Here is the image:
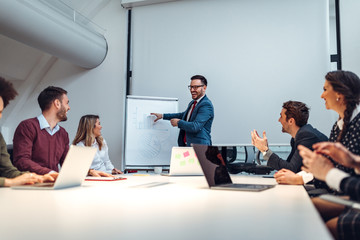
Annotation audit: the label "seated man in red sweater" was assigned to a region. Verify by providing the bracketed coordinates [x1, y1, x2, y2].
[13, 86, 111, 176]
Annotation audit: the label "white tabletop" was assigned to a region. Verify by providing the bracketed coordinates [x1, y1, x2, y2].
[0, 174, 332, 240]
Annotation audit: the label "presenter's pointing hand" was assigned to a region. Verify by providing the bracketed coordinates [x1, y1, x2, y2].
[150, 113, 162, 122]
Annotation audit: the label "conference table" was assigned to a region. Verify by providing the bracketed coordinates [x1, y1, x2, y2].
[0, 174, 332, 240]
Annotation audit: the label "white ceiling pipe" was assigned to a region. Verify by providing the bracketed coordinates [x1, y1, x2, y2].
[0, 0, 107, 68]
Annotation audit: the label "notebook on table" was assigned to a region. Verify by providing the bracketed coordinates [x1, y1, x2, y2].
[162, 147, 204, 176]
[11, 145, 97, 189]
[192, 144, 275, 192]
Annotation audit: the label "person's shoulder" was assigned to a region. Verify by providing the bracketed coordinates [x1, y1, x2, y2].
[76, 141, 85, 147]
[18, 117, 40, 128]
[200, 95, 213, 106]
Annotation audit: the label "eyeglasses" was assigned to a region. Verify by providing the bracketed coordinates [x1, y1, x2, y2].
[188, 85, 204, 91]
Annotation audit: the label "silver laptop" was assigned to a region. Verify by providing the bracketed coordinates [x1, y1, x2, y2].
[191, 144, 275, 191]
[163, 147, 204, 176]
[11, 145, 97, 189]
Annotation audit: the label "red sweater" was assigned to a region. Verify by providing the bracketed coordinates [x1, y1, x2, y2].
[13, 118, 69, 174]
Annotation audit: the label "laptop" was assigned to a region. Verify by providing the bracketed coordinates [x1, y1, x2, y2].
[11, 145, 97, 189]
[163, 147, 204, 176]
[191, 144, 275, 192]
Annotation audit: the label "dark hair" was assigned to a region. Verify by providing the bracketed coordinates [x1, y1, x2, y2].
[72, 114, 104, 150]
[283, 101, 309, 127]
[191, 75, 207, 86]
[0, 77, 17, 108]
[325, 70, 360, 142]
[38, 86, 67, 111]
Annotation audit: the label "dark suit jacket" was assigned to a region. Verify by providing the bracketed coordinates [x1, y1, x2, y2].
[338, 176, 360, 239]
[264, 124, 328, 173]
[163, 95, 214, 146]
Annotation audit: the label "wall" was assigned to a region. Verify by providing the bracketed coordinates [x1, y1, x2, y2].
[6, 0, 127, 168]
[132, 0, 336, 144]
[340, 0, 360, 76]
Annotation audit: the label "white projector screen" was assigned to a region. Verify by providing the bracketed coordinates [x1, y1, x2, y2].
[131, 0, 336, 145]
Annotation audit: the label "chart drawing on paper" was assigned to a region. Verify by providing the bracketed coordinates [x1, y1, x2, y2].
[125, 96, 179, 166]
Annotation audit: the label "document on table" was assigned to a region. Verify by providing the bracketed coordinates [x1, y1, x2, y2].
[85, 176, 126, 181]
[320, 194, 360, 210]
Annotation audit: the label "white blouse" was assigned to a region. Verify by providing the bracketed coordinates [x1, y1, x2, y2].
[76, 139, 114, 173]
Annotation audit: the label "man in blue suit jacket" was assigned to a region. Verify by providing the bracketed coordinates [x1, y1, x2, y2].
[151, 75, 214, 146]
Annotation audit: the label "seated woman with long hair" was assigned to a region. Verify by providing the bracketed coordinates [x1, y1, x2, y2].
[72, 114, 122, 176]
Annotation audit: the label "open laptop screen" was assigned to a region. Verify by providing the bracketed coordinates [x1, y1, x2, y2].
[193, 144, 232, 187]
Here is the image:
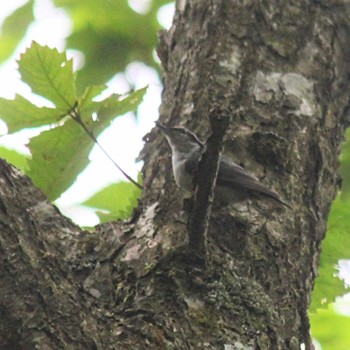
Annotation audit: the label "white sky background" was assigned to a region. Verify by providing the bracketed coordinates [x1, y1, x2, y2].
[0, 0, 174, 226]
[0, 0, 350, 334]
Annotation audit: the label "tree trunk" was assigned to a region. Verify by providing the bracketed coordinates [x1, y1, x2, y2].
[0, 0, 350, 350]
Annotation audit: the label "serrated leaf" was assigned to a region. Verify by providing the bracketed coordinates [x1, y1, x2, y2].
[82, 182, 141, 222]
[0, 0, 34, 62]
[18, 42, 77, 114]
[0, 95, 61, 133]
[79, 85, 106, 112]
[0, 146, 28, 172]
[28, 120, 94, 201]
[28, 89, 145, 200]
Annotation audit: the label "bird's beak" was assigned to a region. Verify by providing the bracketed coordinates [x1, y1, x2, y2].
[156, 122, 169, 135]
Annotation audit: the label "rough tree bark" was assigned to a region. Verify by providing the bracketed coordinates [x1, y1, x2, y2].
[0, 0, 350, 349]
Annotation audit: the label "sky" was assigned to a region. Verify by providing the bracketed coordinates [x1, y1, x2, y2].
[0, 0, 350, 330]
[0, 0, 174, 226]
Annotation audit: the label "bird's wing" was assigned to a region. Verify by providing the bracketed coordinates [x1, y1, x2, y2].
[217, 160, 284, 203]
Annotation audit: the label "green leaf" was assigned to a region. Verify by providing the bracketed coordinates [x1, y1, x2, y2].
[0, 95, 61, 133]
[0, 146, 28, 171]
[18, 42, 77, 110]
[310, 197, 350, 312]
[310, 305, 350, 350]
[82, 182, 141, 222]
[28, 119, 94, 200]
[0, 0, 34, 62]
[28, 88, 146, 200]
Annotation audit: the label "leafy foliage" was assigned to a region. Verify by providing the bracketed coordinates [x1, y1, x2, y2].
[0, 0, 34, 63]
[0, 42, 145, 200]
[0, 146, 27, 171]
[83, 182, 141, 222]
[310, 198, 350, 312]
[310, 305, 350, 350]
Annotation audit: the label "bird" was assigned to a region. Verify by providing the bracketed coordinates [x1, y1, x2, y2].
[156, 122, 292, 209]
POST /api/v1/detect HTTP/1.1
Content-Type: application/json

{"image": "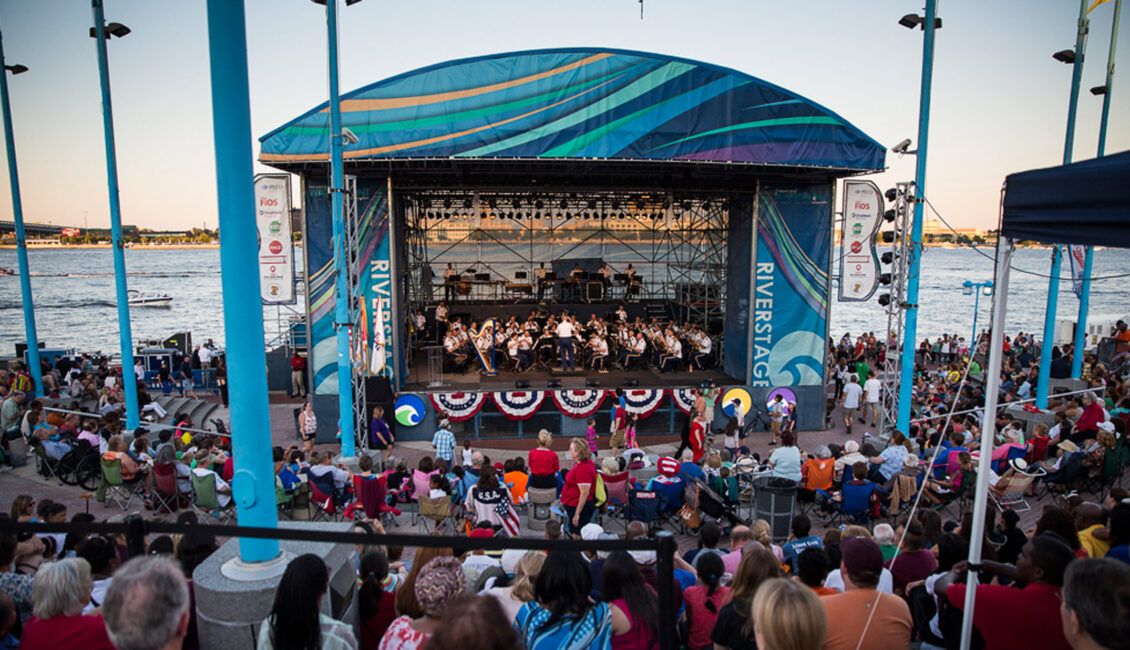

## STATED GOAL
Reproduce verbatim every line from the first line above down to the line containing "[150, 113, 162, 122]", both ends included, and leave the pictures out.

## EXERCISE RESULT
Here is the image:
Annotation audit: the label "seated man in red sweater" was assigned to a region. Verify by providing the bracketed coordinates [x1, y1, x2, y2].
[13, 86, 111, 176]
Annotation audit: the label "white tabletop" was assigned to a region. Verify by providing the bracketed coordinates [x1, y1, x2, y2].
[0, 174, 332, 240]
Annotation audit: the label "presenter's pointing hand" was assigned to a region. Verify by providing the bracketed coordinates [x1, y1, x2, y2].
[150, 113, 162, 122]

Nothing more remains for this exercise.